What to work on =>
**a)** Using the text on the Ottoman women's rights society, condense the paragraph beginning "The issue of women's rights had been discussed" into a shorter version that keeps its main facts.
**b)** Based on the text on the Ottoman women's rights society, explain in one to three sentences why the Tanzimat-era discussion of women's rights did not yet produce a political organization working for them.
**c)** Reproduce word for word the part of the text on the Ottoman women's rights society starting with "Osmanlı Műdafaa-ı Hukûk-ı Nisvan Cemiyeti (Ottoman" and going on through "later day Turkey.".

Text provided =>
---*---

Osmanlı Műdafaa-ı Hukûk-ı Nisvan Cemiyeti (Ottoman Society for the Defense of Women's Rights) was a women's organization in the Ottoman Empire, founded in 1913. It was the first Muslim women's organization as well as the main women's suffrage organization in Ottoman Empire and later day Turkey.

History
The issue of women's rights had been discussed during the Tanzimat era of modernization reforms in the 19th-century, when girl's schools had been founded and a women's press emerged. However, it was not until after the Revolution of 1908 that it became possible to establish a political organization to actively work for women's rights. The Osmanlı Műdafaa-ı Hukûk-ı Nisvan Cemiyeti was founded by Nuriye Ulviye Mevlan Civelek in 1913. It became the main force within the new Turkish women's movement.

---*---

Excerpted data =>
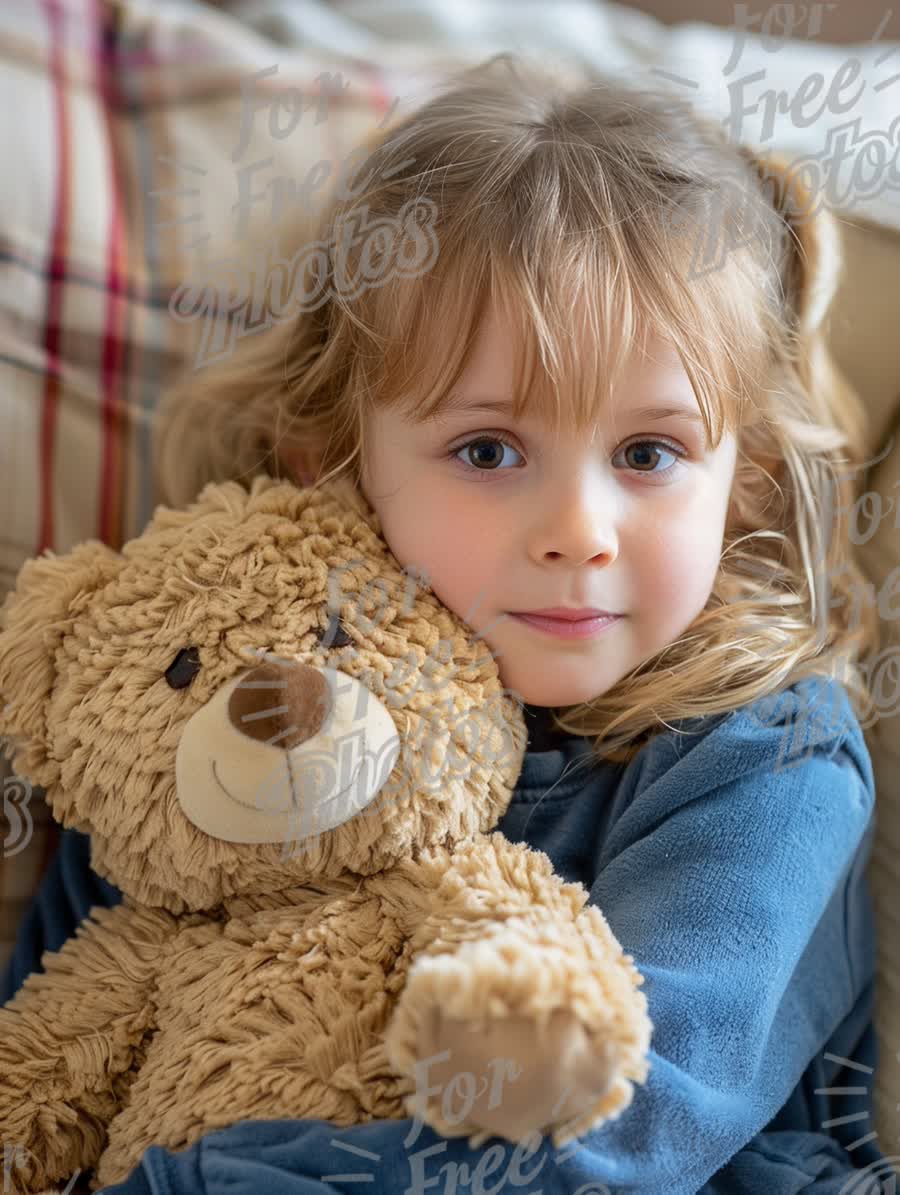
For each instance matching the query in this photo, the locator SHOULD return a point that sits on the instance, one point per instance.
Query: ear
(299, 461)
(35, 617)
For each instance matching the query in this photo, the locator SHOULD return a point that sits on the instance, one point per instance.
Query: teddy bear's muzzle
(282, 753)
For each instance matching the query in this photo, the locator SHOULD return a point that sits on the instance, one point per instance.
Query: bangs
(574, 314)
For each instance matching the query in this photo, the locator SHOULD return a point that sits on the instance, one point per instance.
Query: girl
(577, 369)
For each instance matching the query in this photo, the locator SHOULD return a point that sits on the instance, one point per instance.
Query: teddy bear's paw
(513, 1076)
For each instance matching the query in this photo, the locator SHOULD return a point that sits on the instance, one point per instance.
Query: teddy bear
(289, 757)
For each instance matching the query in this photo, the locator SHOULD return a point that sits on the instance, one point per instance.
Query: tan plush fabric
(289, 929)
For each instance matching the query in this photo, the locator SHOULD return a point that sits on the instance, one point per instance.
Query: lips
(568, 614)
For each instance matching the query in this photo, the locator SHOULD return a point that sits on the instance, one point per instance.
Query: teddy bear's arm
(72, 1039)
(520, 993)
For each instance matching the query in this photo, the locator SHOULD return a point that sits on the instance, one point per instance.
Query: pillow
(127, 126)
(133, 130)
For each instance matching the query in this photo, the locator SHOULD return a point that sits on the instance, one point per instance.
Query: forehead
(649, 369)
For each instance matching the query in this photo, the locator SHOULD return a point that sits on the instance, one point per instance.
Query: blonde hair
(546, 194)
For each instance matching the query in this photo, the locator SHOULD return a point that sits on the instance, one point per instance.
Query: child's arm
(730, 878)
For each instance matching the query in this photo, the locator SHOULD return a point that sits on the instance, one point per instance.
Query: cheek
(679, 563)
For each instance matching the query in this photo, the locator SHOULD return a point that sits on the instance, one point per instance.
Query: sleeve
(727, 878)
(724, 876)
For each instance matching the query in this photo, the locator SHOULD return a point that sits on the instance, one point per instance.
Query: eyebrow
(457, 402)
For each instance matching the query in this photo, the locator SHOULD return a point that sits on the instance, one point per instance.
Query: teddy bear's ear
(810, 264)
(34, 618)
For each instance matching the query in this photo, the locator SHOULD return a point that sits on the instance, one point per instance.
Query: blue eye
(487, 458)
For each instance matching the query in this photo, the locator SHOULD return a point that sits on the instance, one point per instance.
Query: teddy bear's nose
(281, 704)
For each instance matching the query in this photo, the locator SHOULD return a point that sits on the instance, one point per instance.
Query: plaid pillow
(138, 135)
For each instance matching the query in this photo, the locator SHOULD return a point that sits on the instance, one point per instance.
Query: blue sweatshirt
(729, 862)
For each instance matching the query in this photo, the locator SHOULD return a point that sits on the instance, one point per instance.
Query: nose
(580, 524)
(276, 704)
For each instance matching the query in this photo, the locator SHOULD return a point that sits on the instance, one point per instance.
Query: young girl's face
(630, 522)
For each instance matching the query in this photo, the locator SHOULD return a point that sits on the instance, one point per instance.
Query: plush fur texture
(289, 757)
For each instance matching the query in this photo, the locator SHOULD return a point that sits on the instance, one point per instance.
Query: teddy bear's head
(250, 696)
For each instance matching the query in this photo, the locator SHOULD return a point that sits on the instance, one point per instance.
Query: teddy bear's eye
(183, 668)
(335, 636)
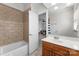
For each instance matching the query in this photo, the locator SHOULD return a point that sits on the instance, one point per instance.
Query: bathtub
(15, 49)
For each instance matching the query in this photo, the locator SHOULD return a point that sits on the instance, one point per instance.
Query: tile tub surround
(11, 25)
(68, 42)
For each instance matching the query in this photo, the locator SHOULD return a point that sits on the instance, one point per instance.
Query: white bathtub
(15, 49)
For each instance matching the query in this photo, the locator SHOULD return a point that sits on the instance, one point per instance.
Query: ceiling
(19, 6)
(56, 6)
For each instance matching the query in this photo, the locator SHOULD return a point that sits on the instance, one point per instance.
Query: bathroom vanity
(60, 46)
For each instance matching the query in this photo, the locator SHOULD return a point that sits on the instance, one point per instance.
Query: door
(33, 32)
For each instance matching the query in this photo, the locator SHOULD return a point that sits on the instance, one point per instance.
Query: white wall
(42, 25)
(63, 20)
(38, 7)
(19, 6)
(76, 16)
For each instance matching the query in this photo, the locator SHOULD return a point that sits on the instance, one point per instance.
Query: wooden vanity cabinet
(50, 49)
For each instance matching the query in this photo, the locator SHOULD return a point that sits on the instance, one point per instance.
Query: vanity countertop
(68, 42)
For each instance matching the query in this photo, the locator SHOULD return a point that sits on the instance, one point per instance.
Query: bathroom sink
(64, 42)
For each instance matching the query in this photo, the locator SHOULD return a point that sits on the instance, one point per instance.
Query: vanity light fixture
(55, 8)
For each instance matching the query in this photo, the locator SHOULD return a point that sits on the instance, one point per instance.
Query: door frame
(45, 11)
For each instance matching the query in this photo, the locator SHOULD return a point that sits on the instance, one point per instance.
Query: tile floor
(38, 52)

---*---

Answers per task =>
**a)** Women's rights were debated during the 19th-century Tanzimat reforms, which brought girls' schools and a women's press. A political organization for women's rights became possible only after the Revolution of 1908. Nuriye Ulviye Mevlan Civelek founded the Osmanlı Műdafaa-ı Hukûk-ı Nisvan Cemiyeti in 1913, and it became the main force in the new Turkish women's movement.

**b)** Although women's rights were discussed during the Tanzimat era, it became possible to establish a political organization to actively work for women's rights only after the Revolution of 1908.

**c)**
Osmanlı Műdafaa-ı Hukûk-ı Nisvan Cemiyeti (Ottoman Society for the Defense of Women's Rights) was a women's organization in the Ottoman Empire, founded in 1913. It was the first Muslim women's organization as well as the main women's suffrage organization in Ottoman Empire and later day Turkey.